Given data
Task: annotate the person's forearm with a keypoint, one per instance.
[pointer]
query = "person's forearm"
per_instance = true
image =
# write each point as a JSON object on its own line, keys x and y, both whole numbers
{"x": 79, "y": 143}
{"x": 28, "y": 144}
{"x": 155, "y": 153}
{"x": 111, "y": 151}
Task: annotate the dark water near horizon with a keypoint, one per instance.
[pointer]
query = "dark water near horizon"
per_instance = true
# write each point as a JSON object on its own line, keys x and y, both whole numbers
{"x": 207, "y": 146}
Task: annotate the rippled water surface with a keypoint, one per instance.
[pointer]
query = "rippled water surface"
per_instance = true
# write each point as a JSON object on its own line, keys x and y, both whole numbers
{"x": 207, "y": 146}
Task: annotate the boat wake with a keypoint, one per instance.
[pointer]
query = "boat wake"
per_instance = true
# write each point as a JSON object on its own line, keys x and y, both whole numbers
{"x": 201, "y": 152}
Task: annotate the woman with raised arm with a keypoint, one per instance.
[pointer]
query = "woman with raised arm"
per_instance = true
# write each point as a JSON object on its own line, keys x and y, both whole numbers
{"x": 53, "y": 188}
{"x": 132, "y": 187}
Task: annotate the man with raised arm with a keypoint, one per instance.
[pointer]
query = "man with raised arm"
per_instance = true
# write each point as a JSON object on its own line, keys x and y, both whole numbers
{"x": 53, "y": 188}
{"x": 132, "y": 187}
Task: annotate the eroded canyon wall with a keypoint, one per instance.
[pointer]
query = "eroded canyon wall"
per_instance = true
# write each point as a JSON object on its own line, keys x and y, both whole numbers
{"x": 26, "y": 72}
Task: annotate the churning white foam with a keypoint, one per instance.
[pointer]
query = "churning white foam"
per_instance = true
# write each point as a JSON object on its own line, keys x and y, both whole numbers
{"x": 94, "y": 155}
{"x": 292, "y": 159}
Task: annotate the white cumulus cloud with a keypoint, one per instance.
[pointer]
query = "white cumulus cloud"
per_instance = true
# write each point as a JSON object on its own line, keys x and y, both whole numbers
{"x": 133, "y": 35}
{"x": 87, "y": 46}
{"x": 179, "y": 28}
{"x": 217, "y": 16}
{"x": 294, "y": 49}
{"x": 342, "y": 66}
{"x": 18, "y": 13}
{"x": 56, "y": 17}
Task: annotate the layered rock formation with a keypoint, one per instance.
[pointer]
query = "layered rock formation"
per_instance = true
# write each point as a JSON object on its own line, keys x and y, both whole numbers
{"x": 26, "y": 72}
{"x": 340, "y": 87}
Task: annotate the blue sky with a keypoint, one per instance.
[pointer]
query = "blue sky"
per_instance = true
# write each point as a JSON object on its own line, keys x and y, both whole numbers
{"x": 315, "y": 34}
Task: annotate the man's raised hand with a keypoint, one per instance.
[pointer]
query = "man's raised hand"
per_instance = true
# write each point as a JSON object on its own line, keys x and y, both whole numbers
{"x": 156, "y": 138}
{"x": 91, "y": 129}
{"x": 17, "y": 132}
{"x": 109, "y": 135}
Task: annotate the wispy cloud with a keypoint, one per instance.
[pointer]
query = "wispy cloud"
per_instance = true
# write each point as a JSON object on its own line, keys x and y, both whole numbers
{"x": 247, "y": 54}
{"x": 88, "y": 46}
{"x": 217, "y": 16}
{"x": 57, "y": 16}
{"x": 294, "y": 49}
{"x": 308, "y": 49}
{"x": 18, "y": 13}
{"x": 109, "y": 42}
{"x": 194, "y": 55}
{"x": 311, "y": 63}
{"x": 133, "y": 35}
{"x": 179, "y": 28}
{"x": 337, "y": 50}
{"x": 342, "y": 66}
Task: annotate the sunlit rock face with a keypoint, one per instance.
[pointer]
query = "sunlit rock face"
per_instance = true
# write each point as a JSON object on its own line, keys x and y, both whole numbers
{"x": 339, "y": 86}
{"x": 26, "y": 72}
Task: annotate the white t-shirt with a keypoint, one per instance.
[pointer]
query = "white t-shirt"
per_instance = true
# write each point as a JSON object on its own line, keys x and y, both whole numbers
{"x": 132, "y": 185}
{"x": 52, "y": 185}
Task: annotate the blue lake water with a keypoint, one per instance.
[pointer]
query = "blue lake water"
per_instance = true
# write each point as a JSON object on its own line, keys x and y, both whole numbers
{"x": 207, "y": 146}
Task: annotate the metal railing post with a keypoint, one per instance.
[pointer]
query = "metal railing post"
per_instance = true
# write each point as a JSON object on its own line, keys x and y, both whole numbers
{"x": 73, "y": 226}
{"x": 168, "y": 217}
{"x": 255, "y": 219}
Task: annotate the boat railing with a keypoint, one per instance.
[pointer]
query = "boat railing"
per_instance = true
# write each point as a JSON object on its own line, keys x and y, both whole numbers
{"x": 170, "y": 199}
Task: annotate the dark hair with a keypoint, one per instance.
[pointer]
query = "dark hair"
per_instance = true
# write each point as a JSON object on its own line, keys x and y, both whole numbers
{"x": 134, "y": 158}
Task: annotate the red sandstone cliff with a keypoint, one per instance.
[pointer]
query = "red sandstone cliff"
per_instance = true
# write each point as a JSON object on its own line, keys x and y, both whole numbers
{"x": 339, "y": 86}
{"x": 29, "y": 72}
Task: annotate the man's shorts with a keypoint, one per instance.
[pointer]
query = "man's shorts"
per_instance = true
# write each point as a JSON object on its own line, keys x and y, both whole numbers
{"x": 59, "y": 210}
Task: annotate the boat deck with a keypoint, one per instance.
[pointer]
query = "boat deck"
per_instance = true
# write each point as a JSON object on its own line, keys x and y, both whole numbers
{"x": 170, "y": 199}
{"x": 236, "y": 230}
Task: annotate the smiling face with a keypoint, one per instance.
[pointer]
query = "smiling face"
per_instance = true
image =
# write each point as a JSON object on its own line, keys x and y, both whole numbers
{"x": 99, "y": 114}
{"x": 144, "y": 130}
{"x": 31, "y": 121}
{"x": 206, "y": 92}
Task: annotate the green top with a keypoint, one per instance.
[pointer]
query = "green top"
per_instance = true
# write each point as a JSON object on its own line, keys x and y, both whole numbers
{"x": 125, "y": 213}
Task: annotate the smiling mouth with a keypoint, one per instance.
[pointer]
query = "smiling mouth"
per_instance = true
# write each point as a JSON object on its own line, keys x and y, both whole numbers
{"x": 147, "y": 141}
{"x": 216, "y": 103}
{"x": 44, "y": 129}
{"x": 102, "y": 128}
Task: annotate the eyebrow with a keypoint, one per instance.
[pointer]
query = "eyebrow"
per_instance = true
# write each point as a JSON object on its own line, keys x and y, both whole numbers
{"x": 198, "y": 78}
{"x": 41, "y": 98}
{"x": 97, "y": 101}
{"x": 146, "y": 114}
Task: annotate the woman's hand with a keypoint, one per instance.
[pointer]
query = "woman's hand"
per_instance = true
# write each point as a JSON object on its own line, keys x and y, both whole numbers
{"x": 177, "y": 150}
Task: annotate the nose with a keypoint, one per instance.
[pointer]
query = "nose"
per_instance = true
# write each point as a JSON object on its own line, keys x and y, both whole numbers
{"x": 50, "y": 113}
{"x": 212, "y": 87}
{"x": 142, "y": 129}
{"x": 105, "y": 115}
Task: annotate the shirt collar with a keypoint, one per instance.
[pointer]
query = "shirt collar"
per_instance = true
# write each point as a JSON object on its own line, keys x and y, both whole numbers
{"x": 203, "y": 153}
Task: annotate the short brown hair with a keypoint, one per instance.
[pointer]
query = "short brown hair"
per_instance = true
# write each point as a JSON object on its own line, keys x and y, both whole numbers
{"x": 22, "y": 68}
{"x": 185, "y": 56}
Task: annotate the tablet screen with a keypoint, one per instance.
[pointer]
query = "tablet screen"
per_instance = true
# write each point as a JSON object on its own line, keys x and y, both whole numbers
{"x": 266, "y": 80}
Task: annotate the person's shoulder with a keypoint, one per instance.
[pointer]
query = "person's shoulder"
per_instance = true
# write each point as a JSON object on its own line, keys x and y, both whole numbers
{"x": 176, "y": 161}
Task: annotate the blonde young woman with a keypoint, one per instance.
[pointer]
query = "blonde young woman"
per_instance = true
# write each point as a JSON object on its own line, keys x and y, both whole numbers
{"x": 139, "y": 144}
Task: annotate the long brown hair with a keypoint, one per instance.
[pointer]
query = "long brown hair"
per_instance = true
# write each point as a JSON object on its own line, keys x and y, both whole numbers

What this task involves
Give nothing but the number of lines in the entries that include "long".

Result of the exercise
2